課題のねらい.
次の行を、1行につき1つの文字列とするJSONリストにまとめてもらえますか？空行は含めないでください。

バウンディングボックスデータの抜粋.
┌──
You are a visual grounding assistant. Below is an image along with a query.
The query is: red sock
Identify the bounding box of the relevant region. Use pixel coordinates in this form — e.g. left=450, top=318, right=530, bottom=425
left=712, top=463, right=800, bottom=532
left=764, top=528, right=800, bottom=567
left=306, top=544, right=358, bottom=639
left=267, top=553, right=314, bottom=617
└──
解答例.
[
  "You are a visual grounding assistant. Below is an image along with a query.",
  "The query is: red sock",
  "Identify the bounding box of the relevant region. Use pixel coordinates in this form — e.g. left=450, top=318, right=530, bottom=425",
  "left=712, top=463, right=800, bottom=532",
  "left=764, top=528, right=800, bottom=567",
  "left=306, top=544, right=358, bottom=639",
  "left=267, top=553, right=314, bottom=617"
]